___ TEXT PASSAGE

Over at
The Technology Liberation Front Adam Thierer (left) has a go at remarks made by Sen. Jay Rockefeller (D-WV), a frequent critic of media content. Thierer writes:
One of the things I find most interesting about calls to regulate “excessively violent” content... is the way critics make massive leaps of logic and draw outrageous conclusions based on myopic, anecdotal reasoning...
He points to
remarks made by Rockefeller to a West Virginia newspaper:
Violent content has a way of desensitizing impressionable minds, [Rockefeller] said... [citing] the horrific massacre at Virginia Tech. To buttress his point, the senator told of an 80-year-old World War II veteran who... described his wartime experiences...
“[The veteran] said that he just got numb, that he lost any feeling,” [Rockefeller] said... "It gives them post-traumatic stress disorder. That is the point — you get immune to [killing]..."

______
___ PROVIDED INFORMATION

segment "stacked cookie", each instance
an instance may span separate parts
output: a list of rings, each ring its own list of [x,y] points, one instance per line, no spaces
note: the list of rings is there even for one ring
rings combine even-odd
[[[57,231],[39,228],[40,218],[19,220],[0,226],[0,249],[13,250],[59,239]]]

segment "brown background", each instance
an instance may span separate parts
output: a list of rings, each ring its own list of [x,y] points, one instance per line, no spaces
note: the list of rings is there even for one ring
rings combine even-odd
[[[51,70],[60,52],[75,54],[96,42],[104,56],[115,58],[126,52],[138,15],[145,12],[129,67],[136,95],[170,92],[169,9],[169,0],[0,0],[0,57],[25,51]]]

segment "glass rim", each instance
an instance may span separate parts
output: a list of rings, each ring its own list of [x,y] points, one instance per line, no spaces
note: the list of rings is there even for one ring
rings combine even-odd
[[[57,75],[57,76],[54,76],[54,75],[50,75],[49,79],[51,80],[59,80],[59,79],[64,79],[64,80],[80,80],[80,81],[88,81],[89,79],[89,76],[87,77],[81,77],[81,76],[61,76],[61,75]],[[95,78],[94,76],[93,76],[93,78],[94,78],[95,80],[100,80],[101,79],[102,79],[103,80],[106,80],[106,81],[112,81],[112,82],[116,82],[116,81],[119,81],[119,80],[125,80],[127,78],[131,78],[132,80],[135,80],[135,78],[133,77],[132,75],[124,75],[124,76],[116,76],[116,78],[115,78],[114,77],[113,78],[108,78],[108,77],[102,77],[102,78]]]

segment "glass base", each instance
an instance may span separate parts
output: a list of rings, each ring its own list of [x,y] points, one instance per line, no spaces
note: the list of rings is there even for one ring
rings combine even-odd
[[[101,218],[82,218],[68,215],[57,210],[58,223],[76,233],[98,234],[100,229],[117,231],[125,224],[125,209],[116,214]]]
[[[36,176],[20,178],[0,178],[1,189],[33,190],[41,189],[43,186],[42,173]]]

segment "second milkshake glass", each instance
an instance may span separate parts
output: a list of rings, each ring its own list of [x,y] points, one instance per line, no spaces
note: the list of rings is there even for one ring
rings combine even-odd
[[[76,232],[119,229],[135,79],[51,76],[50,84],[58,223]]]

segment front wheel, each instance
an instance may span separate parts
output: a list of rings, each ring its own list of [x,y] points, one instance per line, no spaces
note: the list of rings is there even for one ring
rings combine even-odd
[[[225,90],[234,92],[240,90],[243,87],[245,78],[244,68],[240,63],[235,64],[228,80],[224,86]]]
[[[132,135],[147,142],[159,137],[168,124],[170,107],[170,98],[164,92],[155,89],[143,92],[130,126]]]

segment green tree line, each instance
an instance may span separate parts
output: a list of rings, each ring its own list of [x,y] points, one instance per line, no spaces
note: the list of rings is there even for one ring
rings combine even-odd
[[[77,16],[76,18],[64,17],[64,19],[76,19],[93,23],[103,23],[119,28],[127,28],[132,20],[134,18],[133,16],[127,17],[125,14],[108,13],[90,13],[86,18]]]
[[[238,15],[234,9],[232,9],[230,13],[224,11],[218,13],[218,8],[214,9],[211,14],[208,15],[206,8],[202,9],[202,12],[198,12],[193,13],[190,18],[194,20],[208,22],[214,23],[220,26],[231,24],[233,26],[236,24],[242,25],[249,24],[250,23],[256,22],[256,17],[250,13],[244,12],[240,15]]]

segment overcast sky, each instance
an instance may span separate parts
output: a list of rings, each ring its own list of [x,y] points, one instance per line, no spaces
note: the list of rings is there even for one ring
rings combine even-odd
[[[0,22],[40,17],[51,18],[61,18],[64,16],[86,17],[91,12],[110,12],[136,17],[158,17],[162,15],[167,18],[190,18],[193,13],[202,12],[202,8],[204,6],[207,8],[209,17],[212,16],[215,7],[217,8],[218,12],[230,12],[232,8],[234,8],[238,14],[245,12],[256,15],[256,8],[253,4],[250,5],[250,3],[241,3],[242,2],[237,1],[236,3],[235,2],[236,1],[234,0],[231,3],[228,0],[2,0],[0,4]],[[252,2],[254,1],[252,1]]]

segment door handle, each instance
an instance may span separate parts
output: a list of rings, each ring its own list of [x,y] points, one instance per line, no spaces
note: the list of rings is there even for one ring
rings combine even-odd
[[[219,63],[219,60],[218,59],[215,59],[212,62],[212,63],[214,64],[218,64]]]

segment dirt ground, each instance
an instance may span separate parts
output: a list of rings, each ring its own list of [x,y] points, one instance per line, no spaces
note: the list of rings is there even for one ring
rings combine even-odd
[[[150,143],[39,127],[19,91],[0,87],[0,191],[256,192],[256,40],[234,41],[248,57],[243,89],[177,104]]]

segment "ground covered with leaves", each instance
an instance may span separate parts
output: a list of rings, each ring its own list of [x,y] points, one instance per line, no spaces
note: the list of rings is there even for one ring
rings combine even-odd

______

▶ [PROBLEMS TO WORK ON]
• A. Can you output the entries from the line containing "segment door handle, each instance" through the end of the entries, both ends included?
• B. What comes next in the post about Senator Rockefeller's remarks on violent media? Finish out the next part.

▶ [ANSWERS TO THE EXERCISE]
• A.
segment door handle, each instance
an instance may span separate parts
output: a list of rings, each ring its own list of [x,y] points, one instance per line, no spaces
note: the list of rings is there even for one ring
rings combine even-odd
[[[219,63],[219,60],[218,59],[215,59],[212,62],[212,63],[214,64],[218,64]]]

segment dirt ground, each instance
an instance may span separate parts
output: a list of rings, each ring its own list of [x,y] points, one instance per line, no spaces
note: the list of rings is there even for one ring
rings combine even-odd
[[[150,143],[39,127],[19,91],[0,87],[0,191],[256,192],[256,40],[234,41],[248,57],[243,89],[177,104]]]

segment "ground covered with leaves", each instance
an instance may span separate parts
output: a list of rings, each ring its own list of [x,y] points, one instance per line, no spaces
note: the list of rings is there even for one ring
rings combine even-odd

• B.
Thierer finds flaws in Rockefeller's reasoning, arguing that if the soldiers of World War II were so desensitized to violence, they should have come home and created "a nation of murders, thieves, and thugs". Instead, they built what has come to be known as
The Greatest Generation. He continues:
Millions of average folk have watched countless acts of violence in plays, movies, TV shows and games, and yet would never consider carrying out those same acts in public. Simply stated, most people can separate fantasy from reality...
I have probably played just about ever type of violent video game imaginable... We didn’t take to the streets and start murdering each other just because we played a lot of Duke Nukem or Doom...
Matter of fact, the world seems to be getting better in many important ways.. A new article... “Crime, Drugs, Welfare—and Other Good News” points out that just about all the important social indicators (murder, rape, robbery, etc) have witnessed steady decreases...
How can this be happening if violent media spawns violent minds and violent acts?! ...The critics, like Sen. Rockefeller, have no answer. They just continue to arrogantly ride around on their moral high horses and tell us that were are all just ignorant sheep who are being programmed to be killers by the media that we enjoy.
Comments
Perhaps because he actually behaves intelligently and this does not suit the sales departements of most news outlets.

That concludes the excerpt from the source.